Stored data -
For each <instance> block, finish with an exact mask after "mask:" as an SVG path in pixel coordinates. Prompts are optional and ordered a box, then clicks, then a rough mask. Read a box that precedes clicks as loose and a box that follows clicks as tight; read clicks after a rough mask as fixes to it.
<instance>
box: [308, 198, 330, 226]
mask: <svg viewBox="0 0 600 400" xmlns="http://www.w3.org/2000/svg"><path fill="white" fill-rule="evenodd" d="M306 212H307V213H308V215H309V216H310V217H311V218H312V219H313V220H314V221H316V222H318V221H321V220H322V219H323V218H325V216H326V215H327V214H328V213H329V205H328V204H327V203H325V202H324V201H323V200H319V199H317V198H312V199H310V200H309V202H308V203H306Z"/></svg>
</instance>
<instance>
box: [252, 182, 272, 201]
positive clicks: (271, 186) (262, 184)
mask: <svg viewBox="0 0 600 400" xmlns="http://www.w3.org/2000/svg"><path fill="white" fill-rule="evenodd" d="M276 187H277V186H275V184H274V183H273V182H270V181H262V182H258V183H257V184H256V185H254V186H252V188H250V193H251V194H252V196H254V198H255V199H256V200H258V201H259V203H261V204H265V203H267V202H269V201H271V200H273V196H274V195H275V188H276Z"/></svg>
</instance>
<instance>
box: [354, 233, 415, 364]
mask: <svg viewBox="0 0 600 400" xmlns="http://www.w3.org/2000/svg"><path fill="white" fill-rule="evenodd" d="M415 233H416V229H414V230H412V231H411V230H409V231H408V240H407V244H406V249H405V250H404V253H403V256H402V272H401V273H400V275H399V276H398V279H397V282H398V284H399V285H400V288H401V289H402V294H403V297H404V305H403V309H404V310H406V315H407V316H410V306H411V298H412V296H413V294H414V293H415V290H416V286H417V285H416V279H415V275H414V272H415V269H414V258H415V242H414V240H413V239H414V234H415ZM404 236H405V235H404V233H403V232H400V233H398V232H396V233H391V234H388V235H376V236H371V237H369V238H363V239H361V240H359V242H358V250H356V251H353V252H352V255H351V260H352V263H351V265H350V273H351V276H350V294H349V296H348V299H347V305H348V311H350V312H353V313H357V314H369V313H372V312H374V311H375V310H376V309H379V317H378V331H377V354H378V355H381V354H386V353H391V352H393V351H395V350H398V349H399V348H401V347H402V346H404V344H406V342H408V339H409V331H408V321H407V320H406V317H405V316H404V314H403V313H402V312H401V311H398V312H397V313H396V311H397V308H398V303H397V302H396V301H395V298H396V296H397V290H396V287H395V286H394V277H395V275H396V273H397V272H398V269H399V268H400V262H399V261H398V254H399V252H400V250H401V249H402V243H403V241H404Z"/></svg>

Task description - Start at the first line of the entries above. Set down each line exactly through the one with "box: [252, 182, 272, 201]", and stop there.

Response for this exercise -
For each <instance> block, finish with an exact mask after "mask:" as an SVG path in pixel coordinates. Prompts are optional and ordered a box, then clicks, then a rough mask. Read a box that precedes clicks as loose and a box that follows clicks as tight; read clicks after a rough mask as fixes to it.
<instance>
box: [308, 198, 330, 226]
mask: <svg viewBox="0 0 600 400" xmlns="http://www.w3.org/2000/svg"><path fill="white" fill-rule="evenodd" d="M306 212H307V213H308V215H309V216H310V217H311V218H312V219H313V220H314V221H316V222H318V221H321V220H322V219H323V218H325V216H326V215H327V214H328V213H329V205H328V204H327V203H325V202H324V201H323V200H319V199H317V198H312V199H310V200H309V202H308V203H306Z"/></svg>
</instance>
<instance>
box: [252, 182, 272, 201]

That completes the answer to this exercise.